> Ausgangstext

◆ ◆ ◆ ◆ ◆ ◆ ◆

Num. 75. 15. März 1828.

Die Insel Cypern.

(New Monthly Magazine.)

Wir schifften uns auf einer leichten Handelsbarke von Beyrouth nach Cypern ein, und stiegen in Larnica ans Land, dem Aufenthaltsort aller europäischen Consuln auf der Insel Cypern. Es liegt unter einem ungesunden brennenden Klima. Die Umgebungen sind sandig, der Boden von der Hitze verbrannt; nur wenige grüne, schattige Stellen. Während zwei Drittheilen des Tags kann man es in den Straßen vor Hitze nicht aushalten.

Ich war an den englischen Consul, Vandiziani, einen gebornen Griechen, empfohlen. Er nahm uns aufs freundlichste auf. Die Insel genoß zu dieser Zeit einer trügerischen Ruhe. Die Niedermetzelungen der Griechen hatten nur aufgehört, um bald darauf mit vermehrter Wuth wieder zu beginnen. Kurz vor unserer Ankunft waren mehrere Priester erwürgt worden, und eines Abends, als wir ruhig im Vorsaale des Consulathauses saßen, ermordete ein türkischer Soldat einen Griechen vor unsern Augen.

◆ ◆ ◆ ◆ ◆ ◆ ◆

> Inhalt des Datensatzes
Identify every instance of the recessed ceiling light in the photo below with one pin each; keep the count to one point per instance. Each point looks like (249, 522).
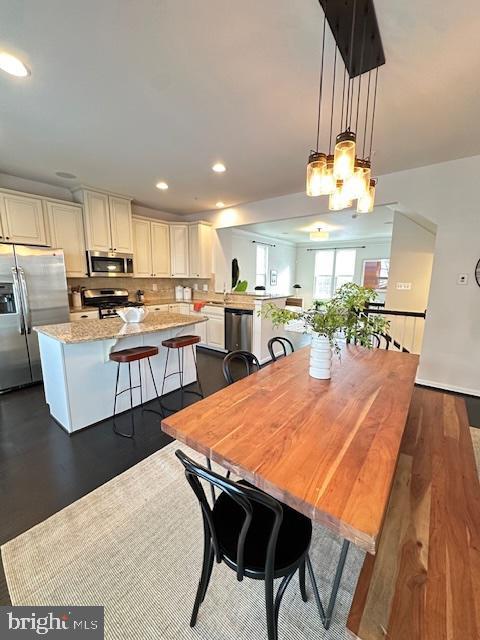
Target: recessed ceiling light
(65, 174)
(12, 65)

◆ ◆ ◆ ◆ ◆ ◆ ◆

> Gestellte Aufgabe
Geben Sie den Abschnitt des Textes über die Insel Cypern von "Wir schifften uns" bis einschließlich "Hitze nicht aushalten." erneut wieder und ersetzen Sie dabei "Larnica" durch "Larnaka".

> Ausgearbeitete Lösung
Wir schifften uns auf einer leichten Handelsbarke von Beyrouth nach Cypern ein, und stiegen in Larnaka ans Land, dem Aufenthaltsort aller europäischen Consuln auf der Insel Cypern. Es liegt unter einem ungesunden brennenden Klima. Die Umgebungen sind sandig, der Boden von der Hitze verbrannt; nur wenige grüne, schattige Stellen. Während zwei Drittheilen des Tags kann man es in den Straßen vor Hitze nicht aushalten.